Work instructions: Count the lines in the entries below that contain the string "white", matching case exactly, and give only that number.

Supplied entries:
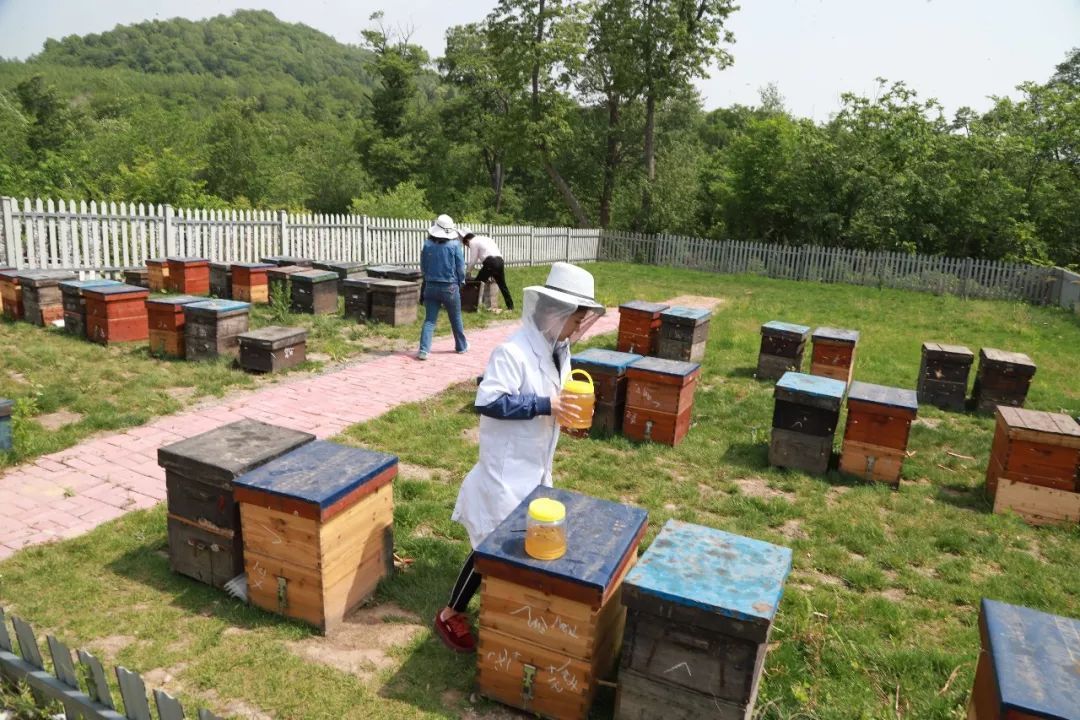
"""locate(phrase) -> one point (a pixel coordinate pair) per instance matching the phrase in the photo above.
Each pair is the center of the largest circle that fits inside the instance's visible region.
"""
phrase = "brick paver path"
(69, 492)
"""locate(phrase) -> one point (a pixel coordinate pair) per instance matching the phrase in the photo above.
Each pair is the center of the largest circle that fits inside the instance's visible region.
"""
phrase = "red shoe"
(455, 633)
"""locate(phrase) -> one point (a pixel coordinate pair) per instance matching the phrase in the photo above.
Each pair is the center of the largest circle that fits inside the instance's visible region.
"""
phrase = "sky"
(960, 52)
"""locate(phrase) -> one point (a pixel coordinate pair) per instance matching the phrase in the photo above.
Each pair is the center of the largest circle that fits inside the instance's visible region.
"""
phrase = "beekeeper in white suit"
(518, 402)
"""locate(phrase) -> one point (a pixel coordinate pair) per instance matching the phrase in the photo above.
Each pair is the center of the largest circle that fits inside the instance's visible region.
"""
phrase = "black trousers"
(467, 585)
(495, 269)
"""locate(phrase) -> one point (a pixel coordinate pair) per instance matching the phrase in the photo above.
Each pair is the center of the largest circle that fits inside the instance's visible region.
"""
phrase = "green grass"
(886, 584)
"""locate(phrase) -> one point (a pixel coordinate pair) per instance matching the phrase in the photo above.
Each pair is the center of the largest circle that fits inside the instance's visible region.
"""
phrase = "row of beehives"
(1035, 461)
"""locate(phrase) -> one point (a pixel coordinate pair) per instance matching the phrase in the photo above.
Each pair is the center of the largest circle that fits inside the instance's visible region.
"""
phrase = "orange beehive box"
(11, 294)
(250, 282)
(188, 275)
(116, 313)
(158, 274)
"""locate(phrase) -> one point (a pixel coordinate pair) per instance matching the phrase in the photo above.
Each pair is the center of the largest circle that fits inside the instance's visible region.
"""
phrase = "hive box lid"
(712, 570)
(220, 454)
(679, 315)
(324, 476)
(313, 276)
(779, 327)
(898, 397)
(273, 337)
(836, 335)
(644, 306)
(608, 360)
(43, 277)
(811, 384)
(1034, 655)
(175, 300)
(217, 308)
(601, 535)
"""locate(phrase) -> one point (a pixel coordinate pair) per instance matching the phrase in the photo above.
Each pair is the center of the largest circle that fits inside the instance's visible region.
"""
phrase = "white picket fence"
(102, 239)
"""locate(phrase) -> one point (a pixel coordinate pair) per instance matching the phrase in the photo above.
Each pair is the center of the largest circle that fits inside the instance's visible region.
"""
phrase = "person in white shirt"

Task answer: 3